## Written exercise
Change "thickest" to "widest" in the lines of the listing below, from the line holding "of the rough" through the end of the listing, inclusive. Give those lines again with nothing else altered.

## Excerpted records
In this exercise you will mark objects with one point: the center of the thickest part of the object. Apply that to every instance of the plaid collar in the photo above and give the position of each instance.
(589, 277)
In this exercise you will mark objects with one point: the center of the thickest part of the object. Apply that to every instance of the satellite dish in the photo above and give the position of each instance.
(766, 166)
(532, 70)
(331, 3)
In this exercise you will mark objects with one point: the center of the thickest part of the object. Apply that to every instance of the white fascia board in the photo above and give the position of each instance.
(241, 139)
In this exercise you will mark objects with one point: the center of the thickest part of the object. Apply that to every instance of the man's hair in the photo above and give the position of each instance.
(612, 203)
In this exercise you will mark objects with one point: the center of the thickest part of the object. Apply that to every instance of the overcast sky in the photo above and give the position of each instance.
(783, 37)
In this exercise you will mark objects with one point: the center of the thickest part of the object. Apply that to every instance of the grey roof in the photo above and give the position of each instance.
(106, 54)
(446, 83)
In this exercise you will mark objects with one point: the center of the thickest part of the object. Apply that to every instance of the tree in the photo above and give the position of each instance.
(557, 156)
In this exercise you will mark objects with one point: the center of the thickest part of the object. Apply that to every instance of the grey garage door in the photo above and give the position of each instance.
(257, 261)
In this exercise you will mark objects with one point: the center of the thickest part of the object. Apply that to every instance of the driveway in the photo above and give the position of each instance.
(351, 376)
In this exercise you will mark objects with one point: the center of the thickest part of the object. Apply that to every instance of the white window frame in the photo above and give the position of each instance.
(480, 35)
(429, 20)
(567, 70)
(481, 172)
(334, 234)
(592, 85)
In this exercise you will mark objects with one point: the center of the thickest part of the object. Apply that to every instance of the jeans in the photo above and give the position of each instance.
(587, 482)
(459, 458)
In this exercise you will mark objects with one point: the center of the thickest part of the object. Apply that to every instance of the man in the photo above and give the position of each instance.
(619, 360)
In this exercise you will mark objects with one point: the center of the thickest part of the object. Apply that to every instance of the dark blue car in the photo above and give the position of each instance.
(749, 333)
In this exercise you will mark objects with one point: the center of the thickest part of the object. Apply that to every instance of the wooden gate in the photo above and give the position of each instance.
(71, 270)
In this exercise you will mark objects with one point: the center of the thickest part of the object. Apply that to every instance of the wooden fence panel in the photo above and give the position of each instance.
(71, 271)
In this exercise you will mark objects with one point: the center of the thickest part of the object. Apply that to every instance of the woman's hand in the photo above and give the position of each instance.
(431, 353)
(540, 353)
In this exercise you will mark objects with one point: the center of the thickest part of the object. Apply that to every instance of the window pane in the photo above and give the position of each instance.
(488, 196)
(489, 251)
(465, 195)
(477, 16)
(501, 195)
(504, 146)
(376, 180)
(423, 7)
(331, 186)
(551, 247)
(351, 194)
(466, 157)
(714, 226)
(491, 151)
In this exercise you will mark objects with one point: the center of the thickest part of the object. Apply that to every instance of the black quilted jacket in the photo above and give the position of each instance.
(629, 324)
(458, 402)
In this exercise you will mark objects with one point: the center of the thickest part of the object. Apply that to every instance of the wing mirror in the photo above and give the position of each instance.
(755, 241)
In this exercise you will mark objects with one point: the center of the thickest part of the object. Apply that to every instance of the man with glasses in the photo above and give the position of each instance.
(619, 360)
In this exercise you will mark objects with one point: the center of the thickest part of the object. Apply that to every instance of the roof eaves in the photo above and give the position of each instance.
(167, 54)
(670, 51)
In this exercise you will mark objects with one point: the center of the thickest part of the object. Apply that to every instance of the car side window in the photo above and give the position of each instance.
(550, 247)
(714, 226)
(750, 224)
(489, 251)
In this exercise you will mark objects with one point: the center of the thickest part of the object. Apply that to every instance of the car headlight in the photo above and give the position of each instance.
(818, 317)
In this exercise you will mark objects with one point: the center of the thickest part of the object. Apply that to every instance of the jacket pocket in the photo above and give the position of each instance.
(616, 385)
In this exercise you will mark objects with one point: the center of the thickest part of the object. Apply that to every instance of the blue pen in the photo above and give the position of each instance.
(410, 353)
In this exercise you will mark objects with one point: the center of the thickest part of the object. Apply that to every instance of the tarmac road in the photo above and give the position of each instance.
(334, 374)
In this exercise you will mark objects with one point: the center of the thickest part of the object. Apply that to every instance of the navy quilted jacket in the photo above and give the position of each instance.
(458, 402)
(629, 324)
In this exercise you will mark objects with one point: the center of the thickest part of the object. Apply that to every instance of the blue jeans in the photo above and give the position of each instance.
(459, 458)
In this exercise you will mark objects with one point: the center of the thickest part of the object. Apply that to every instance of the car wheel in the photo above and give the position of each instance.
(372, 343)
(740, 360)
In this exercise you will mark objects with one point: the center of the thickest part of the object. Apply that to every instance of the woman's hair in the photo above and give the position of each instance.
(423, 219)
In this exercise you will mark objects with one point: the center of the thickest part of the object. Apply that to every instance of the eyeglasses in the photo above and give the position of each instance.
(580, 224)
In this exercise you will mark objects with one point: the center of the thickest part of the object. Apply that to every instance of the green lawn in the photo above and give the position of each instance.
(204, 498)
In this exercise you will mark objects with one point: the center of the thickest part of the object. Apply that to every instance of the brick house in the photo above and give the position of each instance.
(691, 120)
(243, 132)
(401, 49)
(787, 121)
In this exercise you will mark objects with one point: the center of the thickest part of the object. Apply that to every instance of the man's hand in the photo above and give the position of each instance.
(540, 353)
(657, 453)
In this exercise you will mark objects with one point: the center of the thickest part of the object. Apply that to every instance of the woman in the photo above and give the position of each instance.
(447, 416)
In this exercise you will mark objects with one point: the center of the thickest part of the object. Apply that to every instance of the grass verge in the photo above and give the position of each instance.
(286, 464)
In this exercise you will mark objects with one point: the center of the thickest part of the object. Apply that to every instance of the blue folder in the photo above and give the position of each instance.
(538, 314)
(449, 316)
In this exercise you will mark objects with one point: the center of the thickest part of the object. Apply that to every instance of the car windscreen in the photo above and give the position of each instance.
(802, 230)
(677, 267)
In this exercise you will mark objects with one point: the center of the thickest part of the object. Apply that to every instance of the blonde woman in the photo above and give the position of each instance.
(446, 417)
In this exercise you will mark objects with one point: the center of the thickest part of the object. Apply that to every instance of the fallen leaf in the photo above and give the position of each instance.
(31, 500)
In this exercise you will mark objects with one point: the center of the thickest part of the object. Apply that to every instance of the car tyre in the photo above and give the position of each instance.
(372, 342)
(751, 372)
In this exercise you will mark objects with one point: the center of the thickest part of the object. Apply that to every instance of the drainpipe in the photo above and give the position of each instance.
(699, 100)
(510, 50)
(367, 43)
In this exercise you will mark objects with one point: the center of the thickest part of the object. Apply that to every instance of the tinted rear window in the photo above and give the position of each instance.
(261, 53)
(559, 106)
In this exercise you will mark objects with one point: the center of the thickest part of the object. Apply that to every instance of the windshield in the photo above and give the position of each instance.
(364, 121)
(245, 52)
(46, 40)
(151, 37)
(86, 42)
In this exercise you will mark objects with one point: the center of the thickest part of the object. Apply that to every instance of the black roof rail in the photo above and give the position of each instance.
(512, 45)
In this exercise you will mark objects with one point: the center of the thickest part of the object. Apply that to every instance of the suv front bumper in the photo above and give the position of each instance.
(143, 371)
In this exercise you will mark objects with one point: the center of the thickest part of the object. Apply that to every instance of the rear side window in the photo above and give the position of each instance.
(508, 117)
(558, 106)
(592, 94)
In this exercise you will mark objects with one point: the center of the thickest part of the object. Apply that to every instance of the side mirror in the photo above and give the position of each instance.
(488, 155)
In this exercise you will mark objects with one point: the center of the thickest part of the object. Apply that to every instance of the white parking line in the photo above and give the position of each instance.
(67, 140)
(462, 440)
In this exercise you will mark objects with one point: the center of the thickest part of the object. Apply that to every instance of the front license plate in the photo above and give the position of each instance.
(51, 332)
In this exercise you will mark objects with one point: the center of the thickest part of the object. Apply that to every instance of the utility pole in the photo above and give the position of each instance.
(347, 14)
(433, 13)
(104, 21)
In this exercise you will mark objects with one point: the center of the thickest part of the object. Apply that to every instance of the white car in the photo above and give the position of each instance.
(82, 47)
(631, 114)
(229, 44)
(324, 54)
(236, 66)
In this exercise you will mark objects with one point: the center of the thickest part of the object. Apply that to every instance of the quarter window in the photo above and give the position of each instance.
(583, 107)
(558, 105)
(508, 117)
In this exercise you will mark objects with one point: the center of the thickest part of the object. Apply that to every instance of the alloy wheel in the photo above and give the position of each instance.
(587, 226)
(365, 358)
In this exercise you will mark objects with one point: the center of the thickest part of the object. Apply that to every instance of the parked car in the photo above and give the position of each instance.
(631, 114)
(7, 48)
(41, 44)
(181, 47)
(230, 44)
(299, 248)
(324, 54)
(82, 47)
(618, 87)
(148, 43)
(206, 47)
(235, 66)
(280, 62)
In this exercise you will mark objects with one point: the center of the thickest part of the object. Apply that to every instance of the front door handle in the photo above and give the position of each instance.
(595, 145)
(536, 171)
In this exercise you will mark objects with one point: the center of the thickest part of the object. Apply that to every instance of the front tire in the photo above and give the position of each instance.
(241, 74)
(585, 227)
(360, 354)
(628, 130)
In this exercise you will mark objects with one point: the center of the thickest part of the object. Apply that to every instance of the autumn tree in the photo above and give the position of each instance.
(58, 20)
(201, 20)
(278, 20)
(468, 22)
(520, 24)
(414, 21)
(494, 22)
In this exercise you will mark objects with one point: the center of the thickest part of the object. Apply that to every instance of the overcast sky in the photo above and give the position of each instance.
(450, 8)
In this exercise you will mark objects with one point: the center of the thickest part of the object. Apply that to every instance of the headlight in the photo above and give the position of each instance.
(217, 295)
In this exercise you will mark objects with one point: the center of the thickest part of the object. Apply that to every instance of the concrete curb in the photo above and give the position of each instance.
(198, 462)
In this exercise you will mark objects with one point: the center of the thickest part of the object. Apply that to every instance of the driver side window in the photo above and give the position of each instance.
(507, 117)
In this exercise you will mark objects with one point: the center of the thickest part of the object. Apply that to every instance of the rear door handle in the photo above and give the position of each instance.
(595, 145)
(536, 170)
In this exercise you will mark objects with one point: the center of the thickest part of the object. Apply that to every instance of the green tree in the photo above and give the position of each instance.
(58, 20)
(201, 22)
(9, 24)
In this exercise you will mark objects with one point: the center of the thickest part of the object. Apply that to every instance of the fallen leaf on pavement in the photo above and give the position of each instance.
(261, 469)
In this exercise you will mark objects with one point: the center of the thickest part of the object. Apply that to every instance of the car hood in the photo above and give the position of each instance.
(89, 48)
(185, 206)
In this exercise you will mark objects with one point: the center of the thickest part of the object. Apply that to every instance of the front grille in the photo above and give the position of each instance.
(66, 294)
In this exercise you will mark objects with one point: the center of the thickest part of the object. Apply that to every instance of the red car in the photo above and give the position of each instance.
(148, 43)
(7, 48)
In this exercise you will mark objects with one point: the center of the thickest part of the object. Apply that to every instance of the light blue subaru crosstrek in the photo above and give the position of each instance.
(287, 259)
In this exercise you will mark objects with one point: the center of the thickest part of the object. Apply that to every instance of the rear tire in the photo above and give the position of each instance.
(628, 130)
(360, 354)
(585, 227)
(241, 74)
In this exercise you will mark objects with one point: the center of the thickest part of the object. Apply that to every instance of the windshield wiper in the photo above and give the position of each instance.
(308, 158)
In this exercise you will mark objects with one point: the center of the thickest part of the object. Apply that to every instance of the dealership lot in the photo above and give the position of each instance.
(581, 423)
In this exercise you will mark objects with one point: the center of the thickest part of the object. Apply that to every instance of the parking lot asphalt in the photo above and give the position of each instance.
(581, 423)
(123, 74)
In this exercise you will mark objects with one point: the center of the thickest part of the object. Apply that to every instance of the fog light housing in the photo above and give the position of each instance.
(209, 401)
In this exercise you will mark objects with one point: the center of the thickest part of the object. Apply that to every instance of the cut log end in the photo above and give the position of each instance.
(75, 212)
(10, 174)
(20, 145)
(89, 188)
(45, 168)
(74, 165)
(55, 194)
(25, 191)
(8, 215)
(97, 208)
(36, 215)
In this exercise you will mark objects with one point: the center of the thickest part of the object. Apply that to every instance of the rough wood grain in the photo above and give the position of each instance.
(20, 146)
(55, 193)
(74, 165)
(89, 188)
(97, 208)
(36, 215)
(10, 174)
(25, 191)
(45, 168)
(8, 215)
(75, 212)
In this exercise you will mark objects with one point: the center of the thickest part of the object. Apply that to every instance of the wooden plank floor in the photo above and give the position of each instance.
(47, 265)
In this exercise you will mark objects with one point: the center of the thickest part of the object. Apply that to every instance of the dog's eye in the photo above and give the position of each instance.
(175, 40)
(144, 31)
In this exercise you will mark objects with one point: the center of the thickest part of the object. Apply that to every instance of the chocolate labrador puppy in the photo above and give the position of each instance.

## Task output
In this exercise you will mark objects with one point: the center of the widest part of the object. Apply that to every instance of the rough wood grain in the photo above and give the position of each instance.
(20, 146)
(55, 193)
(74, 165)
(89, 188)
(97, 208)
(36, 215)
(10, 174)
(25, 191)
(45, 168)
(8, 215)
(75, 212)
In this exercise you will mark objects with one point: the center of the widest part of the object. Apply that to every instance of the wooden plank floor in the photo above and give the position of each instance.
(47, 265)
In this exercise you will mark objects with one point: the center of the widest part of the object. Apply that to every instance of the dog's eye in the photo above and give the position of each instance.
(175, 40)
(144, 31)
In this exercise you will mark objects with one point: the center of the widest part of the object. Apply that to every instance of the chocolate labrador puppy in the photo above and give the position of each instance.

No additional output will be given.